== Data extracts ==
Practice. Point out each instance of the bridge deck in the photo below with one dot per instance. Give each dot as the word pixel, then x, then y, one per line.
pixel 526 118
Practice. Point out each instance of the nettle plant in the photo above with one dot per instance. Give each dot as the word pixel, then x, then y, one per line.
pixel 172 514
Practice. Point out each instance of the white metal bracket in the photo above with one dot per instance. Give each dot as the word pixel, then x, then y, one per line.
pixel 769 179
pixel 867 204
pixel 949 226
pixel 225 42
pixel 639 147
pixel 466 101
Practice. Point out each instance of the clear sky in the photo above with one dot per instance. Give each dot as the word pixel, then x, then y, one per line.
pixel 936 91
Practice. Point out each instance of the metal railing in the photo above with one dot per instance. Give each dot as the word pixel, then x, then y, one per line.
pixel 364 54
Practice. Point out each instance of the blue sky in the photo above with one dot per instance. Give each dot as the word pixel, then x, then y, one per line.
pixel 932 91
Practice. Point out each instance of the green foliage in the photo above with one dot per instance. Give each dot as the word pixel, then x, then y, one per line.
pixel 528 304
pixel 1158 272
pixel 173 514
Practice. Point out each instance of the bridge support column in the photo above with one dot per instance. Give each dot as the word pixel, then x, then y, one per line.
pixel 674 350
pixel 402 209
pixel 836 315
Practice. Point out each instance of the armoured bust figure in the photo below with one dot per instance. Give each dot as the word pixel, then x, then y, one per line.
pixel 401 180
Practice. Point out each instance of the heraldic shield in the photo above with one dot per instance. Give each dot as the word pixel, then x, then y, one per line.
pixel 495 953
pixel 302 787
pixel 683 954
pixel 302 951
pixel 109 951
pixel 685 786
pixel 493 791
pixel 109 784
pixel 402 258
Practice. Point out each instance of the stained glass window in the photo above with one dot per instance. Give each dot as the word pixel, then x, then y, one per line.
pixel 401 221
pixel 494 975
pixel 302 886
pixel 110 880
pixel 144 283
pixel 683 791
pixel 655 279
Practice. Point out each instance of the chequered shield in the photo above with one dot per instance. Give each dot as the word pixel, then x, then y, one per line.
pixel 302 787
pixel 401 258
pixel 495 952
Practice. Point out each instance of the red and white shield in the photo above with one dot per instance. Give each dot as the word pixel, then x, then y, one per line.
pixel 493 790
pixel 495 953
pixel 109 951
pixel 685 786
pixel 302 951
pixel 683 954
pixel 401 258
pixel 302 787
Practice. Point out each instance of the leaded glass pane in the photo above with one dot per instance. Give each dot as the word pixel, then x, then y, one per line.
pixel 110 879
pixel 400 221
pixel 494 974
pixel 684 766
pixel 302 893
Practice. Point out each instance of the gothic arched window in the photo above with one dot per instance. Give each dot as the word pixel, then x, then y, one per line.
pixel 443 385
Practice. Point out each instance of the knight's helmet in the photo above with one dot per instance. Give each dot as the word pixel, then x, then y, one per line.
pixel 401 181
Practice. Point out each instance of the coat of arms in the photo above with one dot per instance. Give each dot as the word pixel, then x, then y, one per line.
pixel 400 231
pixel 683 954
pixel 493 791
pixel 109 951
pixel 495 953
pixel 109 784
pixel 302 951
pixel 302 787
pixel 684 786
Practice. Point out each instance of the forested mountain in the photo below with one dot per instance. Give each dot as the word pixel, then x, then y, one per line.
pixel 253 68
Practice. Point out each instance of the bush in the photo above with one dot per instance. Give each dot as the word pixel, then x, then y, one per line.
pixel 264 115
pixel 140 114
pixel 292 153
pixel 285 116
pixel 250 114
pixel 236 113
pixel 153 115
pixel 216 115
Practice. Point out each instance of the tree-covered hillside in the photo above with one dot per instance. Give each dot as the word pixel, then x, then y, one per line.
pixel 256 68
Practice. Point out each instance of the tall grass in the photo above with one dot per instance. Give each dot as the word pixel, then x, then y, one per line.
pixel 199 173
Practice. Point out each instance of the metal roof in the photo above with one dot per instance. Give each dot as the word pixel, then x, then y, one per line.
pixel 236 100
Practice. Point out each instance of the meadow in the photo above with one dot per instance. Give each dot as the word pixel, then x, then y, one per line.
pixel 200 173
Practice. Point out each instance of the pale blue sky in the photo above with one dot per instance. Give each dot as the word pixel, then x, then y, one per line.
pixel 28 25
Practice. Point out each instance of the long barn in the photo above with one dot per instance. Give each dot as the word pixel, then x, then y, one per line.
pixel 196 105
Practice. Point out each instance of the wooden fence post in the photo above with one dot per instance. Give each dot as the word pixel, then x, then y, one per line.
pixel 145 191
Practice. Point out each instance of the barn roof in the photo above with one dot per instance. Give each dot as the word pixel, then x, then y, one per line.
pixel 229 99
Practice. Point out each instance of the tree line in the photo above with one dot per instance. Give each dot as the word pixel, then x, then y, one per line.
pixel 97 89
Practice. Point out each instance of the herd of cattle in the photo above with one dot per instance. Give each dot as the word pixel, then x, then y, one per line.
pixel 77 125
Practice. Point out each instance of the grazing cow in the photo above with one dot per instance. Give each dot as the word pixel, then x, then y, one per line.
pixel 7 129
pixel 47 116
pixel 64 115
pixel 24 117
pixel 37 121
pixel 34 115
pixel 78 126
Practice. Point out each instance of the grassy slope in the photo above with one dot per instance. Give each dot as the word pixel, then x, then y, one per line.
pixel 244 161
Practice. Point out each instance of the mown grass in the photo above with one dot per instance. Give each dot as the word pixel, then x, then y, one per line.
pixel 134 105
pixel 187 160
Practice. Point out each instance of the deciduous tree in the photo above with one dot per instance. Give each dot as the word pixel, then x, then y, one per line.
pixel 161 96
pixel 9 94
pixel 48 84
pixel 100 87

== Task requirements ==
Repeat the listing above exactly, every line of it.

== Answer space ==
Practice. Point out each instance of the bridge deck in the photo below with one dot per instance. Give each dot as the word pixel, then x, then y, one per line.
pixel 526 118
Practice. Point out each instance of the nettle plant in the photo above with one dot per instance. Give each dot as the word pixel, then x, then y, one per line.
pixel 172 514
Practice. Point out each instance of the white metal bracket in the photo above with one dot per instance. Give each dot as the word pixel, then x, then y, one per line.
pixel 769 179
pixel 867 204
pixel 949 226
pixel 225 42
pixel 639 147
pixel 466 101
Practice. Point out each instance of the clear sky in the photo above with one dot per instance. Give each dot as the word pixel, then x, then y, one per line.
pixel 936 91
Practice. Point out each instance of the metal railing in the photo above with one dot per instance. Give each dot as the word pixel, then x, then y, one per line.
pixel 364 54
Practice. Point out each instance of the blue sky in the photo above with one dot per instance. Give each dot as the word pixel, then x, then y, one per line.
pixel 932 91
Practice. Point out each instance of the green foliage in the photo above with one dot per instance. Give each dot as the word pixel, then x, then y, one per line.
pixel 528 304
pixel 1158 272
pixel 173 514
Practice. Point out each instance of the bridge support column in the photo above with one dot per instance. Give each dot as the word pixel, then x, then y, one per line.
pixel 674 350
pixel 402 209
pixel 836 315
Practice. Point out each instance of the armoured bust figure in the photo below with one dot per instance. Give each dot as the word pixel, then x, then y, one per line.
pixel 401 180
Practice. Point out each instance of the heraldic shield in the photo above with one dot per instance. Give each dot as the word pixel, then x, then y, one per line.
pixel 495 953
pixel 302 787
pixel 683 954
pixel 302 951
pixel 109 951
pixel 685 786
pixel 493 791
pixel 109 784
pixel 402 258
Practice. Point out each instance of the stained glass window in the photo above with one dot per instance. Give each dot as the word pixel, then x, then y, one per line.
pixel 401 221
pixel 494 975
pixel 302 886
pixel 110 880
pixel 144 283
pixel 683 791
pixel 655 279
Practice. Point out each instance of the chequered shield in the photo above with one dot per instance. Give each dot as the word pixel, then x, then y, one per line.
pixel 302 787
pixel 401 258
pixel 495 952
Practice. Point out each instance of the red and white shield in the photo above with one dot per instance. Give each dot as the word pixel, then x, then y, one per line.
pixel 493 790
pixel 495 953
pixel 109 951
pixel 685 786
pixel 302 951
pixel 683 954
pixel 401 258
pixel 302 787
Practice. Point out each instance of the leaded glass pane in the photo above with one dot per instance. Give each dot as the word pixel, then x, then y, one per line.
pixel 110 879
pixel 400 221
pixel 494 974
pixel 684 766
pixel 302 893
Practice. Point out each instance of the gothic arched window in the photo above with one dot per instance. Give each dot as the word pixel, then x, then y, one per line.
pixel 443 385
Practice. Point out each instance of the knight's helmet in the photo above with one dot per instance. Give each dot as the word pixel, then x, then y, one per line.
pixel 401 181
Practice. Point out each instance of the coat of arms in the photo above with one dot per instance. Give each dot as the word pixel, then x, then y, one per line.
pixel 400 231
pixel 683 954
pixel 493 791
pixel 109 951
pixel 495 953
pixel 109 784
pixel 302 951
pixel 302 787
pixel 684 786
Practice. Point out each instance of the forested mountain in the photo below with one dot per instance. Give each dot as the word pixel, then x, then y, one per line.
pixel 253 68
Practice. Point out each instance of the bush in the photo above with one dot per instance. Give each dot as the word pixel, then x, then y, one per line.
pixel 264 115
pixel 140 114
pixel 292 153
pixel 285 116
pixel 250 114
pixel 236 113
pixel 153 115
pixel 216 115
Practice. Point out each instance of the tree-covered hillside in the photo above with one dot per instance. Give each dot as the word pixel, then x, then y, one per line.
pixel 256 68
Practice. Point out each instance of the tall grass in the photo above with one dot per instance. Give each dot as the word pixel, then x, then y, one per line.
pixel 199 173
Practice. Point out each instance of the metal roof in the photo above with one dot per instance. Give each dot as the word pixel, then x, then y, one per line.
pixel 236 100
Practice. Point out each instance of the meadow in the photo above with one dot per instance. Give each dot as the word pixel, then x, then y, one per line.
pixel 200 173
Practice. Point out each instance of the pale blue sky in the photo above with one dot per instance. Give each dot as the word pixel, then x, then y, one per line.
pixel 28 25
Practice. Point out each instance of the long barn in the photo above with one dot per instance. Give each dot as the word pixel, then x, then y, one per line.
pixel 196 105
Practice. Point out each instance of the wooden fence post in the photo above with one dot per instance. Give each dot as the word pixel, then x, then y, one per line.
pixel 145 191
Practice. Point out each instance of the barn roof in the photo above with one dot per instance. Give each dot as the word pixel, then x, then y, one per line.
pixel 229 99
Practice. Point out each instance of the tree line in the photo above with one dot per instance. Give each dot as the word pixel, then x, then y, one per line.
pixel 97 89
Practice. Point out each instance of the herd of cattle in the photo above with one dot per instance. Give each dot as the word pixel, then x, then y, one per line.
pixel 77 125
Practice. Point out each instance of the grazing cow in the photo above with one dot per instance. Give each dot as the word pixel, then x, then y, one per line.
pixel 7 129
pixel 47 116
pixel 64 115
pixel 24 117
pixel 37 121
pixel 34 115
pixel 78 126
Practice. Point out each instance of the grassy slope in the photo above with one dot per instance. Give each dot as the word pixel, then x, then y, one per line.
pixel 244 161
Practice. Point out each instance of the mown grass in the photo above with one dot per instance. Give each dot as the word pixel, then x, then y, one per line.
pixel 134 105
pixel 187 160
Practice. Point out each instance of the deciduous tree in the photo above with one dot per instance. Give each dot as the word pixel, then x, then y, one per line.
pixel 161 96
pixel 9 94
pixel 48 84
pixel 100 87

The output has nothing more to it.